Airport Operations - Takeoffs (departures) and landings (arrivals) from an airport.

 

Airport Reference Code (ARC) - A coding system used to relate airport design criteria to the operational and physical characteristics of the design aircraft intended to operate at the airport (i.e. the most critical aircraft type currently using, or projected to use, an airport, with a minimum of 500 operations per year. Can either be one aircraft or a group of aircraft). The first component of the ARC is a capital letter (A, B, C, or D with "A" being the lowest, and "D" being the highest), which refers to the aircraft approach speed in its landing configuration. The second component, which is depicted by a Roman numeral (I, II, III, or IV, with "I" being the lowest and "IV" being the highest), refers to aircraft wingspan. Together, the two components relate aircraft operational and physical characteristics to the required design criteria of various airport components, such as runway/taxiway widths, runway to taxiway separation standards, and obstacle clearance items. Under this methodology, safety margins are provided in the physical design of airport facilities.

 

Airport Surveillance Radar (ASR) - A radar system which allows air traffic controllers to identify an arriving or departing aircraft's distance and direction from an airport.

 

Airport Traffic Control Tower (ATCT ) - The airport traffic control facility located on an airport that is responsible for traffic separation within the immediate vicinity of the airport and on the surface of the airport.

 

Airway - A corridor of controlled airspace whose centerline is established by radio navigational aids (NAVAIDs). Low altitude airways (between 3,000 and 18,000 feet MSL) are identified by number with the letter V as a prefix. High altitude airways (above 18,000 feet MSL) are known as Jet airways and are identified by number with the letter J as a prefix.

 

Ambient Noise - The total sum of noise from all sources in a given place and time.

 

Approach Light Systems (ALS) - A series of lights that assists the pilot when aligning aircraft with the extended runway centerline on final approach.

 

Area Navigation (RNAV) - A method of navigational procedures designed to transition aircraft between an airport environment and the en route system of airspace. RNAV procedures offer the advantages of routings that save time and fuel, reduce dependence on radar vectoring, altitude, and speed assignments, which allows for reduction in required radio transmissions with Air Traffic Control, and more efficient use of airspace.

 

Attenuation - Acoustical phenomenon whereby sound energy is reduced between the noise source and the receiver. This energy loss can be attributed to atmospheric conditions, terrain, vegetation, other natural features, and man-made features (e.g., sound insulation).

Location identification items:
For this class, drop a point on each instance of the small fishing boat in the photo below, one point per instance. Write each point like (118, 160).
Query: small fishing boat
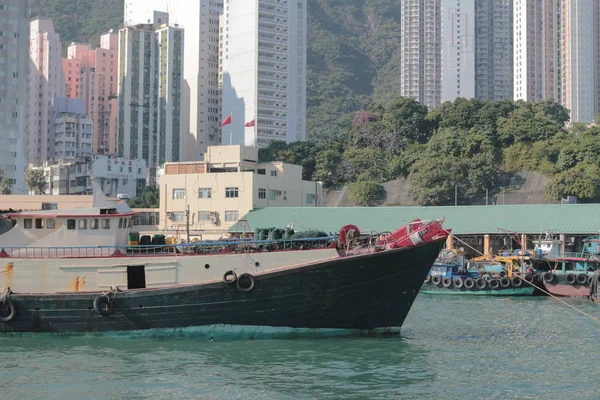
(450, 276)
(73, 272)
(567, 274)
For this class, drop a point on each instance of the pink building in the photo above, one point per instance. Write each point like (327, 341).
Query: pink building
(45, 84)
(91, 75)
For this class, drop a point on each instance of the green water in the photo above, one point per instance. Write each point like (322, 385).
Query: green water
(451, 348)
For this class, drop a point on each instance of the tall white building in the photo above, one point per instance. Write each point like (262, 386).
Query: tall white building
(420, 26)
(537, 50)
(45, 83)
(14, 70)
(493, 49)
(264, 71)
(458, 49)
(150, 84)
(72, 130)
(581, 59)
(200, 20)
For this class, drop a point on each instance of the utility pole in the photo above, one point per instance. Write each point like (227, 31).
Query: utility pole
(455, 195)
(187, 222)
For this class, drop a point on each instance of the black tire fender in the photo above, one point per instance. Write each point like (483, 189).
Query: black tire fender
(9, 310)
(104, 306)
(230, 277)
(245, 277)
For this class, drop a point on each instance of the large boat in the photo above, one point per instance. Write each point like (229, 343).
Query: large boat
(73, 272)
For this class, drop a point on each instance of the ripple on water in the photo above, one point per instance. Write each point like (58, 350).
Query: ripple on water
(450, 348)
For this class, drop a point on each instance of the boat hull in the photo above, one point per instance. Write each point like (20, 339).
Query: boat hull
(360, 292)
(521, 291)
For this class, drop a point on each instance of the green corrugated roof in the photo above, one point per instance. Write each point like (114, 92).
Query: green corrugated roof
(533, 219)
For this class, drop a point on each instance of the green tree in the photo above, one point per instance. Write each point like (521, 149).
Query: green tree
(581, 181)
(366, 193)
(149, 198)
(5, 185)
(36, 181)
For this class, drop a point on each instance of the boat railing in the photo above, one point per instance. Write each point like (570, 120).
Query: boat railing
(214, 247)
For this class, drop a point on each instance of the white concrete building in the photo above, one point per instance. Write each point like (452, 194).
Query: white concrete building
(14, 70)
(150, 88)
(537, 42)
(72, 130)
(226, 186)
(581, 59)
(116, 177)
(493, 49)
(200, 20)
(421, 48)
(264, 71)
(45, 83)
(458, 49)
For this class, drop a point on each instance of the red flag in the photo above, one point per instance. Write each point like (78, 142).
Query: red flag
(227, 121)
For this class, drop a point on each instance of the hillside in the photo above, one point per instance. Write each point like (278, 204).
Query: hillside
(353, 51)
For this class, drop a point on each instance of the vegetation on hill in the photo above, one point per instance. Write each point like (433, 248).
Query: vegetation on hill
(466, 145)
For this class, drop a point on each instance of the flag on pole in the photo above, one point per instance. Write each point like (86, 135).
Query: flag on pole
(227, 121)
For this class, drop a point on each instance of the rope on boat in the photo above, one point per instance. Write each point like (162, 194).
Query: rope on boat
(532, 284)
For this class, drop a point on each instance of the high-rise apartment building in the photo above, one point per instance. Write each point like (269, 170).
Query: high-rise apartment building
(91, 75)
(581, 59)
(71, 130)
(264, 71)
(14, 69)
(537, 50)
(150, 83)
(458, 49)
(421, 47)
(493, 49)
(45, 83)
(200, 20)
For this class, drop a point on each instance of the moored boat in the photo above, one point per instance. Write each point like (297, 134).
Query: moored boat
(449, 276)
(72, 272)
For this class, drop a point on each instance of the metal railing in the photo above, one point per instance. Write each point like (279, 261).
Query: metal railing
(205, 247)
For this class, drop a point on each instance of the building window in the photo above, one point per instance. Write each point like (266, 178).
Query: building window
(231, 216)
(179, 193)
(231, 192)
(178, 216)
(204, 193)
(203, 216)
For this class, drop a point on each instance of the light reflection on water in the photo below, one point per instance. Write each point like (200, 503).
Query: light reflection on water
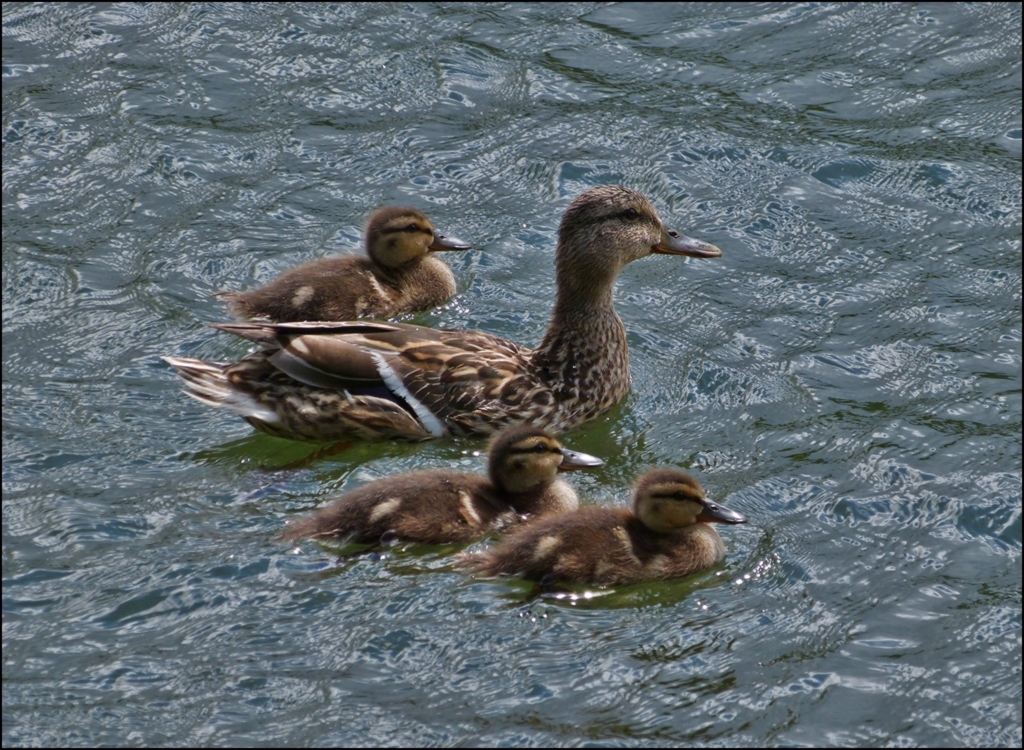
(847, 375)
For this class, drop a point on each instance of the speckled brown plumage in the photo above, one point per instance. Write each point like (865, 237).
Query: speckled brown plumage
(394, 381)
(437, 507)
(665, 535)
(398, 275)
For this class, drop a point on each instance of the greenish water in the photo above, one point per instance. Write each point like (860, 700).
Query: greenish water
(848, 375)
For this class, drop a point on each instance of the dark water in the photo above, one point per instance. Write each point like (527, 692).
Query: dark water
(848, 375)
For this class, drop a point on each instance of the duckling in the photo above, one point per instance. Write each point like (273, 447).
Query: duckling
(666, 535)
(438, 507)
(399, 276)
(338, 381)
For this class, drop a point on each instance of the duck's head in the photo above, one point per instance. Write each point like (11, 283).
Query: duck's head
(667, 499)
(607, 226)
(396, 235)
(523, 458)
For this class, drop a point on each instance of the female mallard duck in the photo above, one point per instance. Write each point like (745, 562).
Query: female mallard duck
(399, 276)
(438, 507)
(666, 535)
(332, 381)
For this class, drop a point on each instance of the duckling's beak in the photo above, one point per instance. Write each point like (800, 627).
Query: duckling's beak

PROMPT:
Answer these questions from the airport glossary:
1. Which aircraft characteristic does the Roman numeral in the Airport Reference Code refer to?
2. What letter prefixes the number of a low altitude airway?
3. What does Airport Surveillance Radar let air traffic controllers identify?

TASK RESULT:
1. Aircraft wingspan.
2. The letter V.
3. An arriving or departing aircraft's distance and direction from an airport.